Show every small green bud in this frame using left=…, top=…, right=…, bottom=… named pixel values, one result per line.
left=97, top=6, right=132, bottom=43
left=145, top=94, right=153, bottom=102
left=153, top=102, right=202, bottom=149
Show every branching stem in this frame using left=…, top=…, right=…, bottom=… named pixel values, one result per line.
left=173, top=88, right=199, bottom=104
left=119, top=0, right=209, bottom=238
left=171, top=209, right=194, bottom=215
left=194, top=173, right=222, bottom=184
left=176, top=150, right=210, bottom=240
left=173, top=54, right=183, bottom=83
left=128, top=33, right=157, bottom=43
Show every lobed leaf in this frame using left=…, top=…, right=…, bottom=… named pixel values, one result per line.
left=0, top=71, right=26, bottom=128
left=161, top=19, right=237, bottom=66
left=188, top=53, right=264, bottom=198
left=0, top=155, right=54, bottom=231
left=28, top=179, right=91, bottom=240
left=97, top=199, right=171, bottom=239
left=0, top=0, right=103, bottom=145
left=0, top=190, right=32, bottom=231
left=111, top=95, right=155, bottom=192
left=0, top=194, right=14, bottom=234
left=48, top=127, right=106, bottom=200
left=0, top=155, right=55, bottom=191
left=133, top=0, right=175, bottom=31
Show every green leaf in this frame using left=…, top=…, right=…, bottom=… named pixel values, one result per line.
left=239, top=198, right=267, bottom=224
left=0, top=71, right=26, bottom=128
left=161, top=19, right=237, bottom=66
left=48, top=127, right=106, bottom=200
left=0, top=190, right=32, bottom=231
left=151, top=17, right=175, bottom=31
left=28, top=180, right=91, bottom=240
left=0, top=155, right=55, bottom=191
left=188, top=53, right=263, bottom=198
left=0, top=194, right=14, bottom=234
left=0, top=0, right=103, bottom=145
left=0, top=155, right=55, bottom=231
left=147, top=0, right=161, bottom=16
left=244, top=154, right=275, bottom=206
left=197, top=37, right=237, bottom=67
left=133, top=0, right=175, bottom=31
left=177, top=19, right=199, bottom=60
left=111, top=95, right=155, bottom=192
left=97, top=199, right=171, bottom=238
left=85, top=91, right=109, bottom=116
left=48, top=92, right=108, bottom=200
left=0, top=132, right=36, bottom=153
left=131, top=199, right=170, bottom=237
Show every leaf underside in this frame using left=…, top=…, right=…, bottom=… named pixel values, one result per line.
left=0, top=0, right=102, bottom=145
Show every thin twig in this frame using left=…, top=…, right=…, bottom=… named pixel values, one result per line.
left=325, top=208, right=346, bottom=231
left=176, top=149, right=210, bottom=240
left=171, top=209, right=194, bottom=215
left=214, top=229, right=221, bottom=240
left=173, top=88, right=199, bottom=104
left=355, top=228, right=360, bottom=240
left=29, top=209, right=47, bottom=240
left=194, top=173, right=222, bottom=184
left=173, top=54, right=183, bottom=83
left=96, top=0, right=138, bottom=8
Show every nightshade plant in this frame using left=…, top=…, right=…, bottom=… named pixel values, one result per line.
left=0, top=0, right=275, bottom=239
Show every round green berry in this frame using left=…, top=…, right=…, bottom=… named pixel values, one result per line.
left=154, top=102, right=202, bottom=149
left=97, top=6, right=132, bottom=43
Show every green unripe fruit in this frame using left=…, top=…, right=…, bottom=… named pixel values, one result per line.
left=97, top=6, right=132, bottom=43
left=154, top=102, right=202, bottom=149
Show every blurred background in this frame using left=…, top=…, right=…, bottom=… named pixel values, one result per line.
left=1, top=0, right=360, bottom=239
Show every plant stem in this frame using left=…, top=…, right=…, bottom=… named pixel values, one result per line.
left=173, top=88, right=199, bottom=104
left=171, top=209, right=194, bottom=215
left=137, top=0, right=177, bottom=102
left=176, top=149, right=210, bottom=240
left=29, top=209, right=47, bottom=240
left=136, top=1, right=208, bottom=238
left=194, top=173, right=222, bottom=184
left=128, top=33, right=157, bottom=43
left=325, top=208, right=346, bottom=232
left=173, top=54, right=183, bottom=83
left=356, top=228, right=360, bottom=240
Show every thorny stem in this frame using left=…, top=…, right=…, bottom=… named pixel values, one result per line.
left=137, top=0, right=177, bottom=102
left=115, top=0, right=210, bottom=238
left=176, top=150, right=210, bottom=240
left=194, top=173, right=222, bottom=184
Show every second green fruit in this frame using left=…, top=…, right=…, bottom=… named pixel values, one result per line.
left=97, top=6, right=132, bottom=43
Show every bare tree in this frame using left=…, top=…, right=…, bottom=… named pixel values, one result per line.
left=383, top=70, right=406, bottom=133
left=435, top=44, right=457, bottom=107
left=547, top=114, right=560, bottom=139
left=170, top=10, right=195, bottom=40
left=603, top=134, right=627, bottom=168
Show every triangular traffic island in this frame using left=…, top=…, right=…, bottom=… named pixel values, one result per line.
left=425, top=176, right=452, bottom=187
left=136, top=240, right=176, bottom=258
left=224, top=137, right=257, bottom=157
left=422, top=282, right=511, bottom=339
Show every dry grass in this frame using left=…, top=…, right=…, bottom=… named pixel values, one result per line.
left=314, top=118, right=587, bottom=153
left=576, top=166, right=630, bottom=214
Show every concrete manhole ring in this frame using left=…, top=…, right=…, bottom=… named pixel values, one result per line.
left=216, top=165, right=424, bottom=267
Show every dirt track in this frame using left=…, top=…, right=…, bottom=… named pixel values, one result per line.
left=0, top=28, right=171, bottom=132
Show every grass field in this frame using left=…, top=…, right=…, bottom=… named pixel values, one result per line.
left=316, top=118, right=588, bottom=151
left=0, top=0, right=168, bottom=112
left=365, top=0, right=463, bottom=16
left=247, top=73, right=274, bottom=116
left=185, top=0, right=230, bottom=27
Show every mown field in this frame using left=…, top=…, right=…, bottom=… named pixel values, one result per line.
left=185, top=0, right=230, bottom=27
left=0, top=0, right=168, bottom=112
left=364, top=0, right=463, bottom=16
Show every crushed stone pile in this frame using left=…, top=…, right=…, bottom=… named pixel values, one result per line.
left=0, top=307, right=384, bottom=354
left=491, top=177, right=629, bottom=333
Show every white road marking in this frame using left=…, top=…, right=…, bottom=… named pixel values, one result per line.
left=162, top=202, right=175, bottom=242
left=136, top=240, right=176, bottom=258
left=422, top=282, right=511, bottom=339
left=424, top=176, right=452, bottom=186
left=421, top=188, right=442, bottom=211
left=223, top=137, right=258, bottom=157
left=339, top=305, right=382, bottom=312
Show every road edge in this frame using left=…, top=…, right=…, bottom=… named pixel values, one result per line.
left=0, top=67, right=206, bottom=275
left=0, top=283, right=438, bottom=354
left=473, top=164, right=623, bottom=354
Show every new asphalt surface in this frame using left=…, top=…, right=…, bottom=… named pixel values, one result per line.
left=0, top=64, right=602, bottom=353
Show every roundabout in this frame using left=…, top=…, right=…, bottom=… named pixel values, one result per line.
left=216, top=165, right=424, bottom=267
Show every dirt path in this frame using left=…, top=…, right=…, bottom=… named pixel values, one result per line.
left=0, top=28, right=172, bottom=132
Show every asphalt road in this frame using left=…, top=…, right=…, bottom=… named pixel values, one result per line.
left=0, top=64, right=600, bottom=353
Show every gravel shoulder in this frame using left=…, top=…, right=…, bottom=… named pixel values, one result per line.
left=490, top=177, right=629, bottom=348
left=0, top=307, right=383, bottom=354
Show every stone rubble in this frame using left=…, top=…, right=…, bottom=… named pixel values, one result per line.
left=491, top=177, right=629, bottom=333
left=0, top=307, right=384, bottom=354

__REQUIRED WORK__: Each line from the one containing "Show every dirt path" to the last line of the material above should be reproduced word for word, with nothing added.

__TASK OUTPUT__:
Show every dirt path in this frame using left=…, top=…, right=…, bottom=… named pixel values, one result per line.
left=0, top=28, right=172, bottom=132
Show every asphalt road in this frame using left=…, top=…, right=…, bottom=… named pixel values, one result per line.
left=0, top=64, right=600, bottom=353
Show every gravel shoulder in this frame using left=…, top=…, right=…, bottom=… named pixel values, one result per line.
left=490, top=177, right=629, bottom=348
left=0, top=307, right=383, bottom=354
Show every stone rubble in this frame using left=…, top=…, right=…, bottom=… named pixel values, one result per line.
left=491, top=177, right=629, bottom=333
left=0, top=307, right=384, bottom=354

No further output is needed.